▶ TEXT SHOWN
1. Introduction
Even though special moment-resistant frames (SMFs) can be considered a recent development in building codes, their use can be traced back to the first reports of the use of structural steel in building construction more than one century ago [
1].
At present, there is an increased demand for SMFs in civil construction. This is due to their good dissipation response to seismic events and their versatility in architectural applications. These frames impose smaller forces on foundations than other structural systems, which results in more economical foundation systems. Nonetheless, seismic provisions must be guaranteed in their design. This was widely discussed by different authors, for example, in the work of Andrade [
2], on the qualification of steel I-beam connections connected to column weak axis, Bustamante [
3], in his work on the qualification of a composite tubular SMF connection, Ceron [
4], on the prequalification of a beam-column moment welded connection with dog bone section reduction in the beam, Cheng et al. [
5], on the evaluation of the seismic performance of steel beams to concrete-filled steel tubular column connections, Ramirez [
6], in his work on the analysis of the inelastic behavior of a double T connection [
6], Schneider and Alostaz [
7], on the experimental analysis of connections to concrete-filled steel tubes, Sheet et al. [
8], on the experimental investigation of concrete-filled tubular (CFT) column-to-steel beam connections under cyclic loading, Shin et al. [
9], in their work on the behavior of welded CFT column to H-beam connections with external stiffeners, Torres [
10], on the qualification of a rigid metal connection I beam—composite column, and by Vallejo and Clement [
11] on the evaluation a steel beam’s rigid connection to a concrete-filled tubular column when submitted to dynamic load.
Since their inception, the methodology for the design and construction of SMFs has been constantly reviewed to consider the requirements of new construction projects [
12,
13]. This can be observed in the updates to building codes such as AISC 358-16 [
14] and AISC 341-16 [
15], in which the design philosophy has been updated to prevent failure induced by strong seismic events. In addition, a special focus is placed on the versatility of frames that can be used in multiple civil constructions, and whose design allows for significant damage during a strong earthquake [
16].
SMFs include three basic elements in their construction: beams, columns, and beam-column connections. A particular type of SMF uses a concrete-filled steel tubular (CFST) column. This setup is used extensively in architectural and industrial applications, mainly because of its load-bearing capacity under different loading conditions [
17]. In addition, the use of diaphragms is common since they provide adequate structural integrity [
17,
18].
Due to their multiple advantages for construction and assembly, a variety of SMFs are included in building codes, such as AISC 358. Nonetheless, due to the multiple options in the configuration of SMFs, some are not covered under building codes and must be tested according to the provisions included in AISC 341 [
15]. This is the case of the connection analyzed in this work, which uses a concrete-filled steel tubular column connection and external diaphragms.

▶ COMPLETE THE FOLLOWING
1. From the introduction on moment-resistant frames, reproduce the passage that opens with the words containing "Due to their multiple" and closes with "and external diaphragms.", switching "external diaphragms" to "internal diaphragms".
2. Answer these questions from the introduction on moment-resistant frames:
(a) Which two AISC building codes are cited as having been updated?
(b) What three basic elements do SMFs include in their construction?
(c) Why is the use of diaphragms described as common?
The listing that comes next bears no relation to the introduction on moment-resistant frames.

▶ DATASET CONTENT

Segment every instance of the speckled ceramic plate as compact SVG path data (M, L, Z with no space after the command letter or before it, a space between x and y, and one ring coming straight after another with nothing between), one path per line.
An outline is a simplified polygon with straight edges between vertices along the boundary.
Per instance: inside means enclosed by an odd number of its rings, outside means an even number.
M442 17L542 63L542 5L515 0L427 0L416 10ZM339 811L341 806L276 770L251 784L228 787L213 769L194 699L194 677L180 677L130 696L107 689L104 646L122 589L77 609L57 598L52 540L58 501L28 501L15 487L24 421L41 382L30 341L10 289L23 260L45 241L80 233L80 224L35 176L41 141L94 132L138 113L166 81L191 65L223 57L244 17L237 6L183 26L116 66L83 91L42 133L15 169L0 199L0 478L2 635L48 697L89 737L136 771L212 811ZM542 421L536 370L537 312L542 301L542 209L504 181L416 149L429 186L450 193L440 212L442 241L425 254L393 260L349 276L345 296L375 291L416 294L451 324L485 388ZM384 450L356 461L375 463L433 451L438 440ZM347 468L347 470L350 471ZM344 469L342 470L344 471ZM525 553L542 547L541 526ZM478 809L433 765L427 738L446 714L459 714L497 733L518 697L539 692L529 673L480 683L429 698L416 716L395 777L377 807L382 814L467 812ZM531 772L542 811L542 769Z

▶ ANSWERS PER TASK
1.
Due to their multiple advantages for construction and assembly, a variety of SMFs are included in building codes, such as AISC 358. Nonetheless, due to the multiple options in the configuration of SMFs, some are not covered under building codes and must be tested according to the provisions included in AISC 341 [
15]. This is the case of the connection analyzed in this work, which uses a concrete-filled steel tubular column connection and internal diaphragms.

2.
(a) AISC 358-16 and AISC 341-16.
(b) Beams, columns, and beam-column connections.
(c) Because they provide adequate structural integrity.